Blackwell B200 for Qwen Transformer Inference¶
A 6-chapter special course on running Qwen-class transformer models on NVIDIA's Blackwell B200 generation: single B200, GB200 superchip, and the NVL72 rack-scale system. Inference only — no training, no fine-tuning.
This series is a Blackwell counterpart to the Qwen Inference Optimization series in Edge AI. That series covered Qwen3-4B on Jetson and Qwen2.5-72B on 4×H100. This series picks up where the H100 left off: what changes when you move Qwen2.5-72B (and bigger) to Blackwell.
The short version: a single B200 holds 192 GB of HBM3e at 8 TB/s and supports FP4 tensor cores, so a Qwen2.5-72B-class model fits in one GPU with bandwidth-bound decode throughput that requires 4–8 H100s to match. The NVL72 rack scales the same model to extreme batch + long context with one coherent memory image. Software has to keep up — Transformer Engine 2, FP4 microscaling, FlashAttention-3 on 5th-gen tensor cores, TMA enhancements, persistent kernels.

» **Excerpted records**:
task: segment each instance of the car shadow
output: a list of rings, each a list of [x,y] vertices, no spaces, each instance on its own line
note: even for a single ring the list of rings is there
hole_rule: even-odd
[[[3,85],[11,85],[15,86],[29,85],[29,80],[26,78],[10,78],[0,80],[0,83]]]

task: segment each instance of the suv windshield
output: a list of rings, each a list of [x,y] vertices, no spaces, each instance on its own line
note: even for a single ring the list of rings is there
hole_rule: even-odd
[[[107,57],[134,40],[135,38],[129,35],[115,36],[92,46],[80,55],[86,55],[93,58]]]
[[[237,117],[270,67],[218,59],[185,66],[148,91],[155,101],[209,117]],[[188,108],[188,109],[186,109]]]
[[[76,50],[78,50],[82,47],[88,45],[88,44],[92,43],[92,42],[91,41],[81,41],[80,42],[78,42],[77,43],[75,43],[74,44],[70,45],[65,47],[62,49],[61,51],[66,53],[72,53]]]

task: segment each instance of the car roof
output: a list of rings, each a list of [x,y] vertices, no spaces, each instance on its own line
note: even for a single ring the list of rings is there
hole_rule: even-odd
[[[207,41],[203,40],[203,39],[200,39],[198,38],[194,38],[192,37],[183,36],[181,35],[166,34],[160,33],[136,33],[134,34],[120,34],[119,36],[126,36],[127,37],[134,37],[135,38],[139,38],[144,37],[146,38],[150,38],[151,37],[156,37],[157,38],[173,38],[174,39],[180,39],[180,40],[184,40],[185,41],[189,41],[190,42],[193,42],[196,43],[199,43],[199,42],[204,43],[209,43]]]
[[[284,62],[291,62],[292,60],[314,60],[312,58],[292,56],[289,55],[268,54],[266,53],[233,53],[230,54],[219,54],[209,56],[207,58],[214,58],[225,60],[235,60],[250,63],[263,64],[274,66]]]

» **Study questions**:
- a) In the Blackwell B200 course overview, how much HBM3e memory does a single B200 hold?
- b) Please continue the Blackwell B200 course overview after its final sentence.
The material above stands apart from the Blackwell B200 course overview.

» **Answers to each task**:
- a) 192 GB

- b)
| Chapter | Title | Focus |
|---|---|---|
| 01 | Blackwell Architecture | Dual-die package, NVLink-C2C, HBM3e, 5th-gen tensor cores, NVL72 |
| 02 | FP4 Numerics & Transformer Engine 2 | MX-FP4/FP6/FP8 microscaling, dynamic per-block quant, quality vs bandwidth |
| 03 | Qwen on a Single B200 | Qwen2.5-72B fitting in one die, layout, per-die TP via NVLink-C2C |
| 04 | Multi-B200 and NVL72 | GB200 superchip, NVL72 architecture, TP=16/72, NCCL on NVLink-5 |
| 05 | Blackwell Kernel Engineering | 5th-gen WGMMA, TMA-2, async warp specialization, FlashAttention-3, CUTLASS 4 |
| 06 | Production Serving on Blackwell | TRT-LLM 0.20+, vLLM Blackwell backend, FP4 in prod, benchmarks, cost |
Prerequisites¶
- Phase 5 — Edge LLM Inference Internals — GEMV vs GEMM roofline math.
- Phase 5 — Qwen Inference Optimization (full series) — especially Lecture 04 (Qwen2.5-72B Multi-GPU FP16 on H100).
- Phase 5 — NCCL Deep Dive — collective math for the multi-GPU chapters.
- Phase 5 — CUDA Advanced Optimization — TMA, persistent kernels, warp specialization patterns.
Scope¶
- In scope: Qwen2.5-72B-Instruct, Qwen3-32B/A3B (MoE), and hypothetical Qwen3-300B+ class models on B200 silicon. FP4/FP6/FP8/FP16 dtypes. Single-GPU through NVL72 rack-scale.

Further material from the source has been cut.